• **Problem statement**: All lines after the one containing "Target: ceiling fan light kit", together with that line itself, should be written out exactly, down to the last line of the entries below.

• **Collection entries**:
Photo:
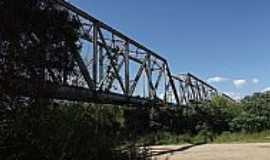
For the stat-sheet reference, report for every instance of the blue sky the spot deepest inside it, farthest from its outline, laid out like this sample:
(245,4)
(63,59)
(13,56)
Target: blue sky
(226,42)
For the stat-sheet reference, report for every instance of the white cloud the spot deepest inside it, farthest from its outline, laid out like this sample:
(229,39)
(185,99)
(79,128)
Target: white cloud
(216,79)
(239,83)
(255,80)
(266,89)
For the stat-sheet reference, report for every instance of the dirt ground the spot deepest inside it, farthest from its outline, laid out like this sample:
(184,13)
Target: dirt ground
(248,151)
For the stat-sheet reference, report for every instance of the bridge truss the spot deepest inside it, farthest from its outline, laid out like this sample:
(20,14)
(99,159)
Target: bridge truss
(116,69)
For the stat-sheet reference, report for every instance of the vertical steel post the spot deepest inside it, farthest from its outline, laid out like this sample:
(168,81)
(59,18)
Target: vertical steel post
(101,64)
(126,56)
(95,54)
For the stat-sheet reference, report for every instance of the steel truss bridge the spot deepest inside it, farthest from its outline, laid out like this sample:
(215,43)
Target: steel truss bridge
(115,69)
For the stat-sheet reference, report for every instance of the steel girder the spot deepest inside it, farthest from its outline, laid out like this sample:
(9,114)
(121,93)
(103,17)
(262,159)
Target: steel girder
(120,70)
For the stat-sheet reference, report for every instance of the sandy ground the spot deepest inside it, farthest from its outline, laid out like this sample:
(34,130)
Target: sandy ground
(249,151)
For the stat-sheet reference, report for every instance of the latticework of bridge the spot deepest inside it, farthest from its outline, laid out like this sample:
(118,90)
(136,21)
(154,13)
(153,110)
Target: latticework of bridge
(116,69)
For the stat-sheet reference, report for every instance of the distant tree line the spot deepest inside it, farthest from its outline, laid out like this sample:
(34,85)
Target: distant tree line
(36,38)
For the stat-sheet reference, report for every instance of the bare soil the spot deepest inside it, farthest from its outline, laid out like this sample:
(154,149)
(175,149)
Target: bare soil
(247,151)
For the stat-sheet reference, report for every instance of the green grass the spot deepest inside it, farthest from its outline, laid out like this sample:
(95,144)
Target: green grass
(226,137)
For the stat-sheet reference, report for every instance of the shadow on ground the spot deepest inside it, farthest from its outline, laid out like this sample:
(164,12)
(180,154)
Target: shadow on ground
(162,151)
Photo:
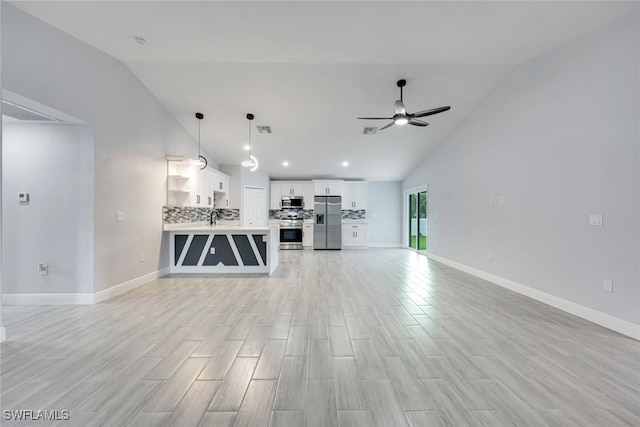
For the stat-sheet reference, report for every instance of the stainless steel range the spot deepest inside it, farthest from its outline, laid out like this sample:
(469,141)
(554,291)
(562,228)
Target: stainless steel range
(291,232)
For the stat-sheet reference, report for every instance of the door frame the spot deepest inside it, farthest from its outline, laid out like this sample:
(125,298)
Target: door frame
(267,203)
(405,215)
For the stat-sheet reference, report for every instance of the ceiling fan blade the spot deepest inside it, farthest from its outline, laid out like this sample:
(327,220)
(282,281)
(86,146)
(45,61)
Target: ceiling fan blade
(416,122)
(430,112)
(386,126)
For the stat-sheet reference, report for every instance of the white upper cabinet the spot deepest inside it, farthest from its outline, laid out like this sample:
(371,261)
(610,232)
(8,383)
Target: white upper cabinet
(188,185)
(219,189)
(354,195)
(291,188)
(276,195)
(327,188)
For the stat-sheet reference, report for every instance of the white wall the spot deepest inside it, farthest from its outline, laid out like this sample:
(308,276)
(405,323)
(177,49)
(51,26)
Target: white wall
(559,140)
(133,134)
(384,213)
(2,330)
(54,164)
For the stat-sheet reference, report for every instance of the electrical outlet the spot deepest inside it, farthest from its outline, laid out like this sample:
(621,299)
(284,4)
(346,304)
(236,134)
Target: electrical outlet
(595,220)
(43,269)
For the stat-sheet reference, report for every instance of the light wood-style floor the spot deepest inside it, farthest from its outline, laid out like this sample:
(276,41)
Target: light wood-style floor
(351,338)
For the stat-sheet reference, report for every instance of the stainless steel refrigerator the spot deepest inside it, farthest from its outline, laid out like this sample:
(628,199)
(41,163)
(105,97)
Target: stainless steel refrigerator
(327,229)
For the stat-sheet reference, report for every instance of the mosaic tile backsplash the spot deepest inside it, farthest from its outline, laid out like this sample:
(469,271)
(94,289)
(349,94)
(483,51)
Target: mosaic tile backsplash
(177,215)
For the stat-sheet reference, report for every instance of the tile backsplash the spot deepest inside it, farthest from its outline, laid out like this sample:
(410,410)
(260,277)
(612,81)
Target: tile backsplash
(177,215)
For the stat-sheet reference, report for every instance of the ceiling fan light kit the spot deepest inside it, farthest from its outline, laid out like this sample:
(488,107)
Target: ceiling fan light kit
(401,117)
(252,162)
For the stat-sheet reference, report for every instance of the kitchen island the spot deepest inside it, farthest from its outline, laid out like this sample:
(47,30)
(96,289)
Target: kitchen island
(203,248)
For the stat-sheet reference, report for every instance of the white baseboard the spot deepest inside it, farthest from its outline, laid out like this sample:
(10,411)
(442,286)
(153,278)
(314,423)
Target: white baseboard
(47,299)
(79,299)
(615,324)
(129,285)
(385,245)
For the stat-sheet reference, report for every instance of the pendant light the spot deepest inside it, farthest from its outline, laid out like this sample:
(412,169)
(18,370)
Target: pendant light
(201,162)
(252,162)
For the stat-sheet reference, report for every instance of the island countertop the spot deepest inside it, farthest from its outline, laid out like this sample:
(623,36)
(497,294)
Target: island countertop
(222,248)
(217,228)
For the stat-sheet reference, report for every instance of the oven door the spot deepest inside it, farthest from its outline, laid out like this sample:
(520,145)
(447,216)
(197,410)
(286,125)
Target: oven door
(290,237)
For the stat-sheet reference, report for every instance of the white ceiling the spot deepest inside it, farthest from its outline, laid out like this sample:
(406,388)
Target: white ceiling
(308,69)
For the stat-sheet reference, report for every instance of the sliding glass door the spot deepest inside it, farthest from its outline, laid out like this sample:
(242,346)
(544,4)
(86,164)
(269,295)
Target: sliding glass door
(418,221)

• **Exercise solution**:
Target: ceiling fan light kit
(401,117)
(252,162)
For the stat-sheet reference, report for every instance of the kitchen island the spot deepest inside it, farthest from its outline, laid out like this sample:
(47,30)
(96,289)
Target: kitchen island
(203,248)
For the stat-sheet reference, report for every instance of the white baseboard the spot deepest inside it, farthest from its outline, laid out like this sample:
(10,411)
(442,286)
(153,278)
(314,423)
Target: white baseboard
(47,299)
(79,299)
(615,324)
(129,285)
(385,245)
For the stat-sheet reference, report for every instance of the pendant light the spot deepest inside it, farthest from its outline, laid out like this sample:
(412,169)
(18,370)
Target: pendant light
(201,162)
(252,162)
For the stat-sheet reference, report for every instance of the island countertop the spot deepest inside it, farthest from its outline, laid out like this sample:
(623,36)
(497,294)
Target: island countertop
(222,248)
(217,228)
For the stat-sheet reference, report for every instance of the oven door the spot deepest inside it, farthest from its outline, laid out like this sample:
(520,145)
(447,216)
(197,410)
(286,125)
Target: oven door
(290,237)
For the stat-sheet reference, report for every instance of the white ceiling the spot deepest inside it, farthest from its outline, laid out like this sample:
(406,388)
Target: white ceiling
(308,69)
For the stat-sheet reference, report for every instance of the sliding glass door the spot deepest inside it, farthest from its outline, laid out like this sample:
(242,346)
(544,4)
(86,164)
(269,295)
Target: sliding glass door
(418,221)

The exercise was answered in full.